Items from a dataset
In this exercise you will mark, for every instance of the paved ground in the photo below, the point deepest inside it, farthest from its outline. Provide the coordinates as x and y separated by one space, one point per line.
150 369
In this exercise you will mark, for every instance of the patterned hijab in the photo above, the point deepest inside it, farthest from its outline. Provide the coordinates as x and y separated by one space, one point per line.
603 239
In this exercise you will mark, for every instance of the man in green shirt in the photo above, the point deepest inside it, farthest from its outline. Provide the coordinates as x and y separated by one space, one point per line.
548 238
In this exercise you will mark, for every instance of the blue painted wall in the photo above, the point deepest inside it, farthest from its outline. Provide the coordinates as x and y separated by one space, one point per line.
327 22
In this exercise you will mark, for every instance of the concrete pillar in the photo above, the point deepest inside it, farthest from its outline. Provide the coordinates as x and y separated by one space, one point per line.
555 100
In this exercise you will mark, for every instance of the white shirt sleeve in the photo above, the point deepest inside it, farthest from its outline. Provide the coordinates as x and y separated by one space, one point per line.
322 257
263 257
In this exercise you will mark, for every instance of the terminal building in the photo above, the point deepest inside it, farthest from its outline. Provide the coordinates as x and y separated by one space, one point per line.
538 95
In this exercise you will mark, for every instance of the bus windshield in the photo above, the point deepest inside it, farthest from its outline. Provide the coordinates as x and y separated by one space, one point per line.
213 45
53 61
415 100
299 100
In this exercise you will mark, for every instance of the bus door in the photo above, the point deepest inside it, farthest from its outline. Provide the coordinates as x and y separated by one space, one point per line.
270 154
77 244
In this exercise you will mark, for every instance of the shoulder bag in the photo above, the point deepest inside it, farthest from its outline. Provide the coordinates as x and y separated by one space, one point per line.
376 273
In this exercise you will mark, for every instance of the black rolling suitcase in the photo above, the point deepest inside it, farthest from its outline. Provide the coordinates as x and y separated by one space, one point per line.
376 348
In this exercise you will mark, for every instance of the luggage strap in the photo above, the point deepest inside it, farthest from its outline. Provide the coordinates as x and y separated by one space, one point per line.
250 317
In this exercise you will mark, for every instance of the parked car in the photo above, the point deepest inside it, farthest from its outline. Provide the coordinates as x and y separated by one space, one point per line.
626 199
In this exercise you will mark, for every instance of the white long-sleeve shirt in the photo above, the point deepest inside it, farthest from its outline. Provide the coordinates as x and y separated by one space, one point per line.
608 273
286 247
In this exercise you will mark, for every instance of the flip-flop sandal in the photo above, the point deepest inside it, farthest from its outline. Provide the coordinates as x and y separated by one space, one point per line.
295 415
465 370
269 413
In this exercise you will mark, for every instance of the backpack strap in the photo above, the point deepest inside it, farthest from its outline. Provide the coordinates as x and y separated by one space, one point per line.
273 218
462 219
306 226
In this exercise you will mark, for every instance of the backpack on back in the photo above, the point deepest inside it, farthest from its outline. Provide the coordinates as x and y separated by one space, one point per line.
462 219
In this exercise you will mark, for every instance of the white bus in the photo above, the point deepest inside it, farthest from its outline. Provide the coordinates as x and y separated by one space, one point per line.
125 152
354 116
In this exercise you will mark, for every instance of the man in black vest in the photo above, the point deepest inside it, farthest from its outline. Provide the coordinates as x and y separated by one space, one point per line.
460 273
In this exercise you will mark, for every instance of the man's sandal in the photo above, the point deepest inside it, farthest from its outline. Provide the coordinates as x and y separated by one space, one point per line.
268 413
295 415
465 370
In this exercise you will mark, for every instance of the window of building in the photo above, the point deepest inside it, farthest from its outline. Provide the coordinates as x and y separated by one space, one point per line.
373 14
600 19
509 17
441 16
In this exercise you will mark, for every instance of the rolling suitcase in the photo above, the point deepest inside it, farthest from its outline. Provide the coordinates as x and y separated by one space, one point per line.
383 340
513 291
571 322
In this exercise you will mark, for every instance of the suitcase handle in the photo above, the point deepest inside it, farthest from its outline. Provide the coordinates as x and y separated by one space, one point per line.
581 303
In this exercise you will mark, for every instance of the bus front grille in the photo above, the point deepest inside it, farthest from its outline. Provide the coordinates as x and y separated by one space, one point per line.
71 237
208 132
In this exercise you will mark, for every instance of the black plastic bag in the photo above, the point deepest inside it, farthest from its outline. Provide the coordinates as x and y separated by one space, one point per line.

[Task directions]
The required answer is the line with "man in black" plus every line after it to the end of the entries above, transcribed exactly.

[Output for this exercise]
In this exercise you will mark, for every instance of the man in black vest in the photo above, the point deepest inside it, farthest from its outline. Provide the coordinates as x and y separated by one space, one point per line.
460 273
In this exercise you will mark, for every instance of the man's sandal in the photo above, the point deepest inside it, farthest from its outline. Provide the coordinates as x and y separated by one space, one point per line.
268 413
295 415
465 370
In this exercise you will mark, for every instance of the window of building in the photo above, the point deepest inside it, farthest from its outline. Provide the coordinates as x and y separated by one space, one point per line.
373 14
600 19
509 17
441 16
In this exercise you will mark, for every instance of the rolling suitcase in the photo above, the point deepest inside it, farthest from its outline. Provide the coordinates as x and y separated by one space, one point per line.
383 340
513 291
571 322
In this exercise you will mark, for every instance of the suitcase handle in the photo above, the point deepest inside it, farthest from its outline. Provide the coordinates as x and y separated by one space, one point per line.
581 303
In this exercise you will mark, for every instance of the bus front grille in the photo above, the point deepest inside it, farthest from its outline. Provide the coordinates as x and y separated by one space, one point per line.
71 237
208 132
In this exercise you will mark, for every instance of the black plastic bag in the photo above, the point deepest inside it, farthest from its outline. Provide the coordinates as x and y separated by one space, one point per line.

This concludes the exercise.